Remember how I said (way at the bottom of that post) November was going to be National Journal-Writing Month for me? Yeah, me either. Actually, I did write almost every day for the first half, but then I forgot all about it. It was a pretty good reading and listening month, though.
Favorite Reads this Month:
Hilary Mantel, Wolf Hall; Joanna Chambers, The Lady’s Secret; and Jill Sorenson, Stranded with Her Ex, discussed here
Probably Deborah Blum’s Poisoner’s Handbook. I picked it up in an Audible sale because the blurb made it sound sort of like Kate Summerscale’s The Suspicions of Mr Whicher, or The Murder at Road Hill House (if you like mysteries and/or Victorian sensation and detective fiction, I highly recommend Summerscale’s page-turning account of a real-life Victorian murder case and how it shaped cultural perceptions of detection. Does my father-in-law still have my copy? I must get it back for a re-read). Blum’s book was fun but not as good. It’s about the birth of forensic medecine, particularly the detection of poisons, in Jazz Age New York. It was a bit too hagiographic of its main subjects, chief medical examiner Charles Norris and toxicologist Alexander Gettler. I would have liked to see them as more fully-rounded people. Blum makes science exciting and sexy, and this would make a great setting for a historical mystery series.

Stored data:
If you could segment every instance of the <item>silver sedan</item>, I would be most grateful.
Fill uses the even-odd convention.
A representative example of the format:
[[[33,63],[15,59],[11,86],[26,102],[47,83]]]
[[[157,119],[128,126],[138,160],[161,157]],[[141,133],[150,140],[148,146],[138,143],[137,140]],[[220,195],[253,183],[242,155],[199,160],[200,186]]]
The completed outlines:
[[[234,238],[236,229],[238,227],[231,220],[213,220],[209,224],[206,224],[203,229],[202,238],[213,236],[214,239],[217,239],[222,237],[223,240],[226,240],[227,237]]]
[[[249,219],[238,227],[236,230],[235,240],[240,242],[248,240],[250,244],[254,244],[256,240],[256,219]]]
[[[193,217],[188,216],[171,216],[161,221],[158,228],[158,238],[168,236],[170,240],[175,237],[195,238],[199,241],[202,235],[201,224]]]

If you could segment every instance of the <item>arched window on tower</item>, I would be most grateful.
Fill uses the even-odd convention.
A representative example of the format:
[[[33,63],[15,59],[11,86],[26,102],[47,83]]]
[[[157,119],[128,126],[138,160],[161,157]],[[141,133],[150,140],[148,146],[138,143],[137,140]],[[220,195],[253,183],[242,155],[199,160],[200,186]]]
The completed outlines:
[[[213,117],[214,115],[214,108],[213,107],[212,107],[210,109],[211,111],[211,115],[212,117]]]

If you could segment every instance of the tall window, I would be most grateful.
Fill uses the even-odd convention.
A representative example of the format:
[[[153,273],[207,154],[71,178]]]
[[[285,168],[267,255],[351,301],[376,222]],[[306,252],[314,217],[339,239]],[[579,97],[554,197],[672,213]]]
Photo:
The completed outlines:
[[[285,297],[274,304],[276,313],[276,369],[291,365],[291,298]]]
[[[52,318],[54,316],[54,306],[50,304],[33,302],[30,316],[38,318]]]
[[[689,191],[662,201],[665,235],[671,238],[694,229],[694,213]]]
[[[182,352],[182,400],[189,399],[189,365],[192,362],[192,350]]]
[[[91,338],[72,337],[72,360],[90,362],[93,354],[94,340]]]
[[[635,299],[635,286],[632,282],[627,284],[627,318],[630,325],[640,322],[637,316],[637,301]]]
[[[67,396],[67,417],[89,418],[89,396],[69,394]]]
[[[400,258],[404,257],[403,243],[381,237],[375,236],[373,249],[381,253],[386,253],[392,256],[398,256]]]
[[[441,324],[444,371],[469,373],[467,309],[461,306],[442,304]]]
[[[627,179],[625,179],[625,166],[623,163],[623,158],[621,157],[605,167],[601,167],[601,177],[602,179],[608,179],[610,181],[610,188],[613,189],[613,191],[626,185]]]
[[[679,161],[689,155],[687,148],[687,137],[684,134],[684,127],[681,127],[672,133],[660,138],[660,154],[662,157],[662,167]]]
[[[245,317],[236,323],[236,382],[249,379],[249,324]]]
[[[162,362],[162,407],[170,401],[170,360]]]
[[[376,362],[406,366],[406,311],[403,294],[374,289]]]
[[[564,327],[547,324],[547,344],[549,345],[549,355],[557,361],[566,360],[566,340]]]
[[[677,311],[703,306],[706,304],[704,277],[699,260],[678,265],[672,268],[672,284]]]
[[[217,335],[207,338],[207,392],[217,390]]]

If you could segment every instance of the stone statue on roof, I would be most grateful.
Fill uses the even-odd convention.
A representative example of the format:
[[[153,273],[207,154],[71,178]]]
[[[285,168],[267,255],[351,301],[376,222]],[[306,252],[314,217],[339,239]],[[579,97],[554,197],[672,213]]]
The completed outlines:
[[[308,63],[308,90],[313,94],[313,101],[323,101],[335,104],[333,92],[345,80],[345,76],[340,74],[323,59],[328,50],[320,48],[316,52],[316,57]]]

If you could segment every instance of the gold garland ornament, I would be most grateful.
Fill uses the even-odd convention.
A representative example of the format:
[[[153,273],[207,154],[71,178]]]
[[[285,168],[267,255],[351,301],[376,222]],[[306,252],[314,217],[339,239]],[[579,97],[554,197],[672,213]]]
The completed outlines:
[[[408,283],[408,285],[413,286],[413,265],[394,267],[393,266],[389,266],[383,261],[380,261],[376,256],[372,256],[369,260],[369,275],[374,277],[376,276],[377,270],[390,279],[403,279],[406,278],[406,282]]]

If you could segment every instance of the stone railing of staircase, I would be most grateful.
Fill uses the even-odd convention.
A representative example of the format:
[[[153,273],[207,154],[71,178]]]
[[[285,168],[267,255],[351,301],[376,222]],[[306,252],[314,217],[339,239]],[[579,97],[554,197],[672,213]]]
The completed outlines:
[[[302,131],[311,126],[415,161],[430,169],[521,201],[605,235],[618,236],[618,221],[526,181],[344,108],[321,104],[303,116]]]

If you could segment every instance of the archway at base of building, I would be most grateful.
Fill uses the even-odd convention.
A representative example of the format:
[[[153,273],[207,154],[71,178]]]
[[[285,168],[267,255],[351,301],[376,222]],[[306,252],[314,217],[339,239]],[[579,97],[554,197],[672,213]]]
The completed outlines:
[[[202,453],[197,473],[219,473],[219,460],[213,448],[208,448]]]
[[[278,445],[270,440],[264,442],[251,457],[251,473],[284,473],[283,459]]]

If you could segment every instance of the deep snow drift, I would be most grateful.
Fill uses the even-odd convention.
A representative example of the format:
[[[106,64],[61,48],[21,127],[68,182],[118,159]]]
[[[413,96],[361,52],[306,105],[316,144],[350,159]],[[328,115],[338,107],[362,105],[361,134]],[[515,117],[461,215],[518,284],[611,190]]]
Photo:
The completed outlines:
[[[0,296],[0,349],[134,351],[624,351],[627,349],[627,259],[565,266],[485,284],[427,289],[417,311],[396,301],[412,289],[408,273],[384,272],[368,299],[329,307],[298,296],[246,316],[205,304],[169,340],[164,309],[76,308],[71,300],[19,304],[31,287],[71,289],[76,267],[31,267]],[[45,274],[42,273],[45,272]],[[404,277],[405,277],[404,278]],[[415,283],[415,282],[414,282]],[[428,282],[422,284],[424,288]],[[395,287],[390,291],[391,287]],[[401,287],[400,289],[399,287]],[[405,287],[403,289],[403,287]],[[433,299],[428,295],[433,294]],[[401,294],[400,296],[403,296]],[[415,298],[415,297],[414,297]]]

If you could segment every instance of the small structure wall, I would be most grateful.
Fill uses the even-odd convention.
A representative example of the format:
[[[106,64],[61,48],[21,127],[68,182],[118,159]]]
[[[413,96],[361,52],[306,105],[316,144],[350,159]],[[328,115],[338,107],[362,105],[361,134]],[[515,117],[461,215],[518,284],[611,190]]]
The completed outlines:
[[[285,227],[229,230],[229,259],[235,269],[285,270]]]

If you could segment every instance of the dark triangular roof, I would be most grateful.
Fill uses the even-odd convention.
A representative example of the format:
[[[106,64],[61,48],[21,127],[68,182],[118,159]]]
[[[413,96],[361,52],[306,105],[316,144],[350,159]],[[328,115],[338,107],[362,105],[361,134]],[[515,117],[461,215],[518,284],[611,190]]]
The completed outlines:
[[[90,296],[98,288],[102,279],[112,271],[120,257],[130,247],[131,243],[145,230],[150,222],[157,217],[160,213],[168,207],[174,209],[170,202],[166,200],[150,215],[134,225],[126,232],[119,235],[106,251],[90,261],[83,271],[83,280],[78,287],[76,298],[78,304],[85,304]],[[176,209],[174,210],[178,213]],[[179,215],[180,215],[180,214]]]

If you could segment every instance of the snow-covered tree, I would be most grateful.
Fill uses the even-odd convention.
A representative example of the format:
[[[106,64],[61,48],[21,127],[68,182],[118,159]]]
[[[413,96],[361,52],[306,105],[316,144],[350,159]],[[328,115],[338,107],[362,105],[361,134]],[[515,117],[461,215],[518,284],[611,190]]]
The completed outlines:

SET OF TASKS>
(A) Please list every book title named in the post, including the ones in the list of favorite reads.
(B) Answer these questions using the post:
(i) What was November going to be for the writer?
(ii) Where did the writer get Deborah Blum’s book?
(iii) Who are the main subjects of Blum’s book?
(C) Transcribe the post from "Remember how I" up to and including "listening month, though.".

ANSWERS FOR THIS EXERCISE>
(A)
Wolf Hall
The Lady’s Secret
Stranded with Her Ex
Poisoner’s Handbook
The Suspicions of Mr Whicher, or The Murder at Road Hill House

(B)
(i) National Journal-Writing Month
(ii) In an Audible sale
(iii) Chief medical examiner Charles Norris and toxicologist Alexander Gettler

(C)
Remember how I said (way at the bottom of that post) November was going to be National Journal-Writing Month for me? Yeah, me either. Actually, I did write almost every day for the first half, but then I forgot all about it. It was a pretty good reading and listening month, though.